Problem details: All lines with the word "building" in the material below are required.

==============================

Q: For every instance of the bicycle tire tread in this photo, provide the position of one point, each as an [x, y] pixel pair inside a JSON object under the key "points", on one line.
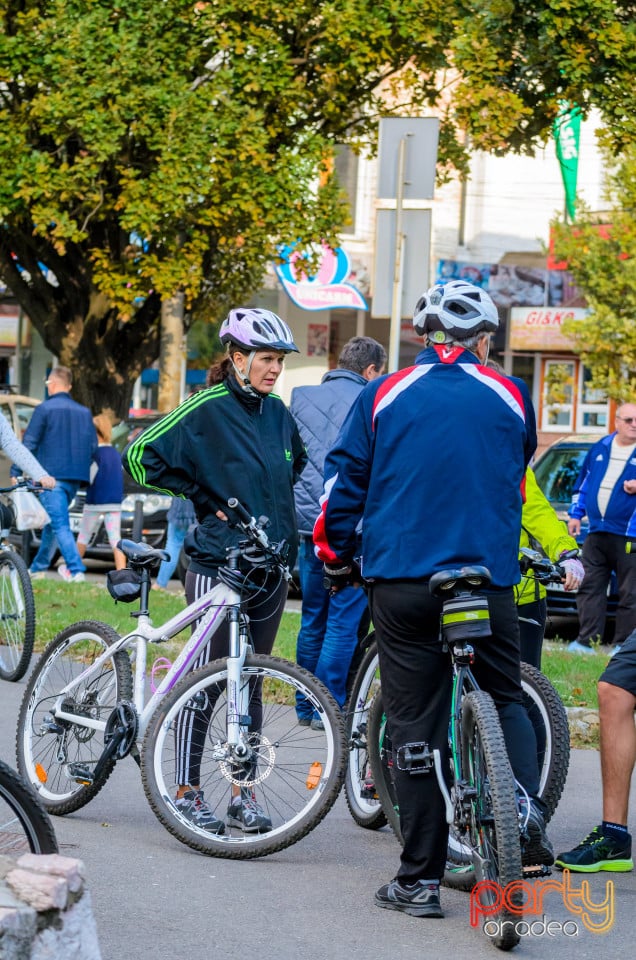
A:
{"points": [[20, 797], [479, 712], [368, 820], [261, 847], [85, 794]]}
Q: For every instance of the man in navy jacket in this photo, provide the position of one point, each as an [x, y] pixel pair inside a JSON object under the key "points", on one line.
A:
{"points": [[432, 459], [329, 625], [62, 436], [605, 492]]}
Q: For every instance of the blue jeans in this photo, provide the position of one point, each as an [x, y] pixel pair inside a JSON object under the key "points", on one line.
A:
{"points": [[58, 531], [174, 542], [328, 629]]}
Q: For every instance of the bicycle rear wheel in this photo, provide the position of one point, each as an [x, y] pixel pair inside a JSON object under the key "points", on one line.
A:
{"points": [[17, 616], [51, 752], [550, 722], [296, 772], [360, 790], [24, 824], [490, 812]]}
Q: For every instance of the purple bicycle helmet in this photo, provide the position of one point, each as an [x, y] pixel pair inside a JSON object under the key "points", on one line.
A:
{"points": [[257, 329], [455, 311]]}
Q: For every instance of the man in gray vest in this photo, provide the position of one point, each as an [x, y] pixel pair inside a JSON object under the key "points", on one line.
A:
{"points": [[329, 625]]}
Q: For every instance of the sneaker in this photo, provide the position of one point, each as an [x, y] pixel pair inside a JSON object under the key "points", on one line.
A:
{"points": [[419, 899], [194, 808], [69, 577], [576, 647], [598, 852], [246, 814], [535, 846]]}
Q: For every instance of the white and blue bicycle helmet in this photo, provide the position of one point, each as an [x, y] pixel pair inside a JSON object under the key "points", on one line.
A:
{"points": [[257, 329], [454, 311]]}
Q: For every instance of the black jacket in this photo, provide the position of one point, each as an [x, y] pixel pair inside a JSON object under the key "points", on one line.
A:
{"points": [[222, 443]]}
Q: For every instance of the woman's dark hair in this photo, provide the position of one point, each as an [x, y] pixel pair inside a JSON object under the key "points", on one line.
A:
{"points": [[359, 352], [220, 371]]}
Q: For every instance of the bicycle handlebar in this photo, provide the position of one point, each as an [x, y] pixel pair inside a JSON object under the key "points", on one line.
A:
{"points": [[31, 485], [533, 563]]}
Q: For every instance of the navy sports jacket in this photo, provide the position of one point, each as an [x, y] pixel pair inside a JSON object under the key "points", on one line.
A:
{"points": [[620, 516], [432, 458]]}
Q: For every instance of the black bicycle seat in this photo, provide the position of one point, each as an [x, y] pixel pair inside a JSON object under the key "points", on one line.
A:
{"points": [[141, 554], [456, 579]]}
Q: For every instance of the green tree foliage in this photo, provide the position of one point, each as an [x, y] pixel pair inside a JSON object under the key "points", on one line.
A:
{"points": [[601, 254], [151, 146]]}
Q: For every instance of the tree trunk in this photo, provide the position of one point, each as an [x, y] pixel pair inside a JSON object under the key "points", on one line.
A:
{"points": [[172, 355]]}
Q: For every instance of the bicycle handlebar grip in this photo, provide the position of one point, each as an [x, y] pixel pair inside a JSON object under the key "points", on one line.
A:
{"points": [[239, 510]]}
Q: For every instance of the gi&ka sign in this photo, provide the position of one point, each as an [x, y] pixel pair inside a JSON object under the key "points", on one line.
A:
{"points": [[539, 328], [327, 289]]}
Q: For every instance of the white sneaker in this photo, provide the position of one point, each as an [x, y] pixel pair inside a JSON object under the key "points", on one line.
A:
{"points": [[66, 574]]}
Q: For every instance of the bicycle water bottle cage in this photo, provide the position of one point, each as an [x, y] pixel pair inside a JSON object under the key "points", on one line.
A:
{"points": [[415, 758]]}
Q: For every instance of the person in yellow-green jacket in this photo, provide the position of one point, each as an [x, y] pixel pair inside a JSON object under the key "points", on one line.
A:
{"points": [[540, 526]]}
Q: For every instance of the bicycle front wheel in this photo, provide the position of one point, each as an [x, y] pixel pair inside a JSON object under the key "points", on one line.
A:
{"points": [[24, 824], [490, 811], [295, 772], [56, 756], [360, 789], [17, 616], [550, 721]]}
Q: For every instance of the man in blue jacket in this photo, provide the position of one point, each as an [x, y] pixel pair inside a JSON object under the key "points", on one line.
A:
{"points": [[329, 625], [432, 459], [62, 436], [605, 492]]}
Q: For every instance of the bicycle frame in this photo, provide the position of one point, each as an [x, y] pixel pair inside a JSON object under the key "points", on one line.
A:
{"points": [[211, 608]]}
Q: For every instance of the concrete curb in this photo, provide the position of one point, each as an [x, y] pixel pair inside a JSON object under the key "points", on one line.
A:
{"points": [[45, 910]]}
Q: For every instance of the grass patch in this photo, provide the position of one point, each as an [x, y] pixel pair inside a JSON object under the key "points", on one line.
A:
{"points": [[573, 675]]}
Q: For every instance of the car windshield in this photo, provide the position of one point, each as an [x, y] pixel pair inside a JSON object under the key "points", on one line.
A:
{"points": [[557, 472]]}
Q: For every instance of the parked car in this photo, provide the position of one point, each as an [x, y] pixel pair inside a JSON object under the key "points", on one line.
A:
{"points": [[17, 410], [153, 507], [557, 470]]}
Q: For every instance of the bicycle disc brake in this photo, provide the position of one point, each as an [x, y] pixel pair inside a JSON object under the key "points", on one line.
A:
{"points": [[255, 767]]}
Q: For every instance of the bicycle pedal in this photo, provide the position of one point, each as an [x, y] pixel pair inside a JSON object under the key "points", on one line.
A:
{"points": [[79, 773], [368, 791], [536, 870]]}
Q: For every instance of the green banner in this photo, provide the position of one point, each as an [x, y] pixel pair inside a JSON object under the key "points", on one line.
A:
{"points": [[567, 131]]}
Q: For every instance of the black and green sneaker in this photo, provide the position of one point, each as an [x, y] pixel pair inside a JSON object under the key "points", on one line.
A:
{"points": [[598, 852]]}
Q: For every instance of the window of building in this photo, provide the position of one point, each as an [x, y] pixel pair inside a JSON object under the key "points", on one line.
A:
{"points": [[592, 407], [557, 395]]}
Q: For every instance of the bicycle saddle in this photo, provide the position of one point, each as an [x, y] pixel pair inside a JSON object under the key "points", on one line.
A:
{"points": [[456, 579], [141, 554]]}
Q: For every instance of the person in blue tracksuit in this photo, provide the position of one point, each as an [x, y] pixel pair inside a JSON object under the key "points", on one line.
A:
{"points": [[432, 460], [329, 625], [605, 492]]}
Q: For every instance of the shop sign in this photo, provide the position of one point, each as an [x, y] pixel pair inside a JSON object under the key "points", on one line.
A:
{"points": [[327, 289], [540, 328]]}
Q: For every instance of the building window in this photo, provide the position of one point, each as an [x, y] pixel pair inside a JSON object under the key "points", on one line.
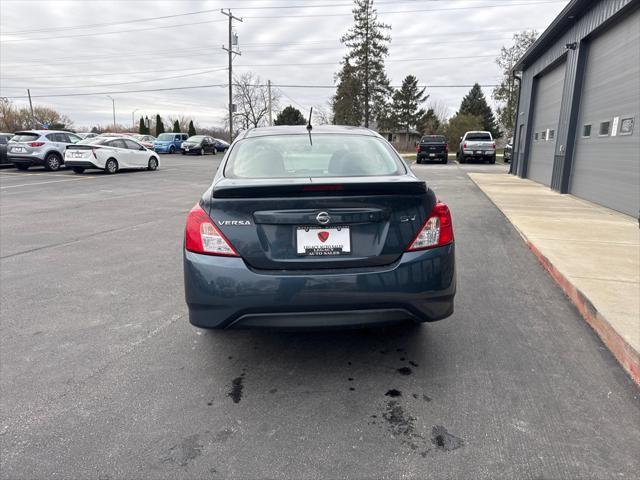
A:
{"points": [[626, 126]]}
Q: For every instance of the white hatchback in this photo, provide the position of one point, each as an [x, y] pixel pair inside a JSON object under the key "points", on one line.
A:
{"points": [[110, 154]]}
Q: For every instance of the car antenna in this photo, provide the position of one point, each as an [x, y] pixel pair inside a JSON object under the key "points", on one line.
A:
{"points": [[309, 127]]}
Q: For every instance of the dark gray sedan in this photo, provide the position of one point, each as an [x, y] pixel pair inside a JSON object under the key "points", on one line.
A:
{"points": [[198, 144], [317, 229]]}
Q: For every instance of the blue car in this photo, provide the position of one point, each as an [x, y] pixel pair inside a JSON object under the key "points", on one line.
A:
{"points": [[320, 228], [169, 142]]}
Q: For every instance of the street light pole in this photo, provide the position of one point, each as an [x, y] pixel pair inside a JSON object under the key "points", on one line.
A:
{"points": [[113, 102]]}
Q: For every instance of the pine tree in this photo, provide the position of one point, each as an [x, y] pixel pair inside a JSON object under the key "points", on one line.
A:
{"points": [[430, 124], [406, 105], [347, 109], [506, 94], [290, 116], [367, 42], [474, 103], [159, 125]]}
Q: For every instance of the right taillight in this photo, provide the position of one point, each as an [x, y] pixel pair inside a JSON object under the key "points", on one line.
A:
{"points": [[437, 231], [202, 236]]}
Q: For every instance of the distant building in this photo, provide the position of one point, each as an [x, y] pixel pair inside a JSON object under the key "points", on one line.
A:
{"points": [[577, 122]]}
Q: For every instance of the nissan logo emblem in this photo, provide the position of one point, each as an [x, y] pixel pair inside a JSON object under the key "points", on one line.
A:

==============================

Result for this exercise:
Q: For every instance of the window of building in this photo, provide the position of one point, each as an [x, y] pixel pair inside a JSON object under the key "points", on one line.
Q: For every instance of the building window in this photo, provide the position of one point, each as an [x, y] pixel pair inside a JSON object under the key "points", on one line.
Q: For every instance of the distant building in this photo, provide the position of one point, each as an [x, y] pixel pair inside a JSON object under the key "points", on one line.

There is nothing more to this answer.